Retype, exactly as they appear below, the lines between the line holding "Would you kindly pick out the dark" and the line holding "Target: dark wildebeest", both ends included.

_Input records_
**********

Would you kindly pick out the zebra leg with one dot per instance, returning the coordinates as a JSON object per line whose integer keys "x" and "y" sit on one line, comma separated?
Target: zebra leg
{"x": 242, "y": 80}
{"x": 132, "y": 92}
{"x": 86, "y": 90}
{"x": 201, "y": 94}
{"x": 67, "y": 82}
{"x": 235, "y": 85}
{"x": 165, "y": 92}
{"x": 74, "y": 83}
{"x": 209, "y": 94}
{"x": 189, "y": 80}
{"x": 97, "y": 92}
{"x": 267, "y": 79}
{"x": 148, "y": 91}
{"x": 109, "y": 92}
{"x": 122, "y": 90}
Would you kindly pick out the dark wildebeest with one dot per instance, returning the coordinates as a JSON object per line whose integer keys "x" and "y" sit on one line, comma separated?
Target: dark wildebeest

**********

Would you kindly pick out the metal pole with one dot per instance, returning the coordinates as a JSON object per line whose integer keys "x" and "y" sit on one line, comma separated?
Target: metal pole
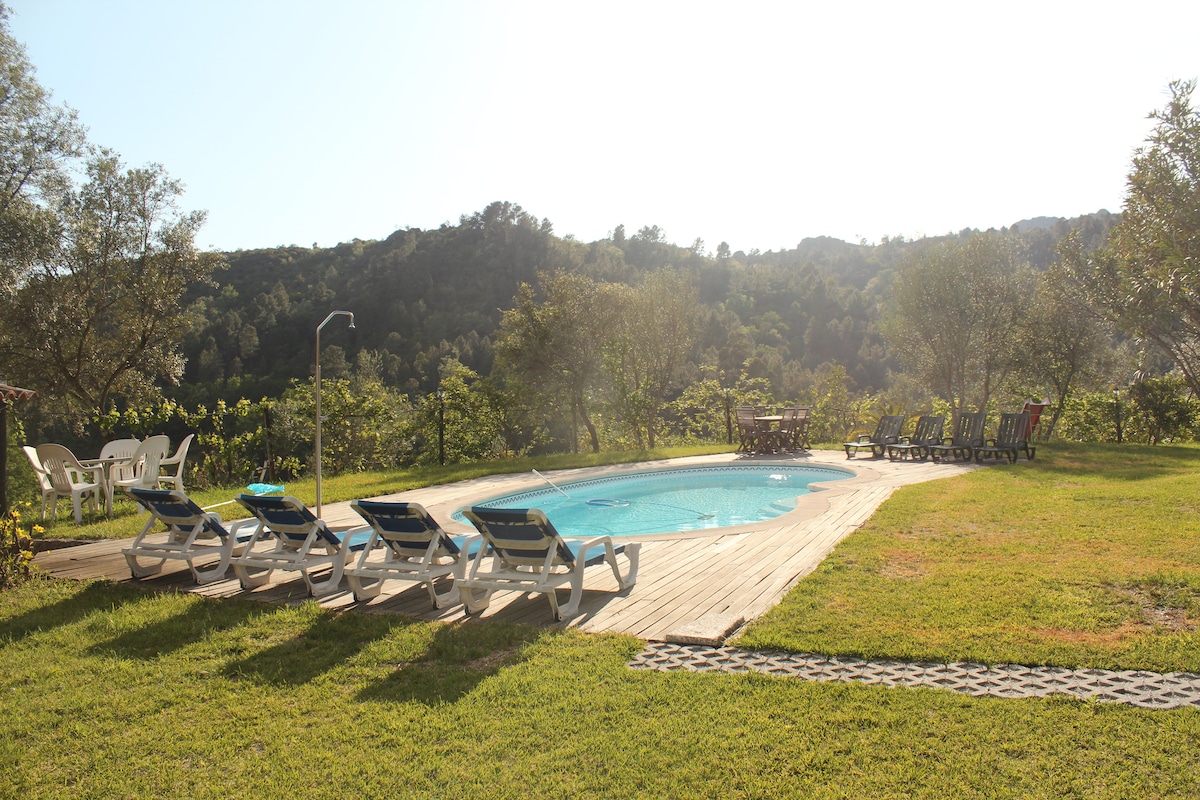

**********

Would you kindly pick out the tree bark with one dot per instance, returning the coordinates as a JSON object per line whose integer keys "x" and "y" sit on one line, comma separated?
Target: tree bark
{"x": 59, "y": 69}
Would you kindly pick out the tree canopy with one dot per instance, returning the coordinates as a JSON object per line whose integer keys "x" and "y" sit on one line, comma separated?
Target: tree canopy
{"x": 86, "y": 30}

**********

_Exercise output_
Would you kindly pick out the dark wildebeest with one dot per instance, returning the coordinates as a JSON object per line whose integer keys "x" and "y" sit on one line, comma separated?
Target: dark wildebeest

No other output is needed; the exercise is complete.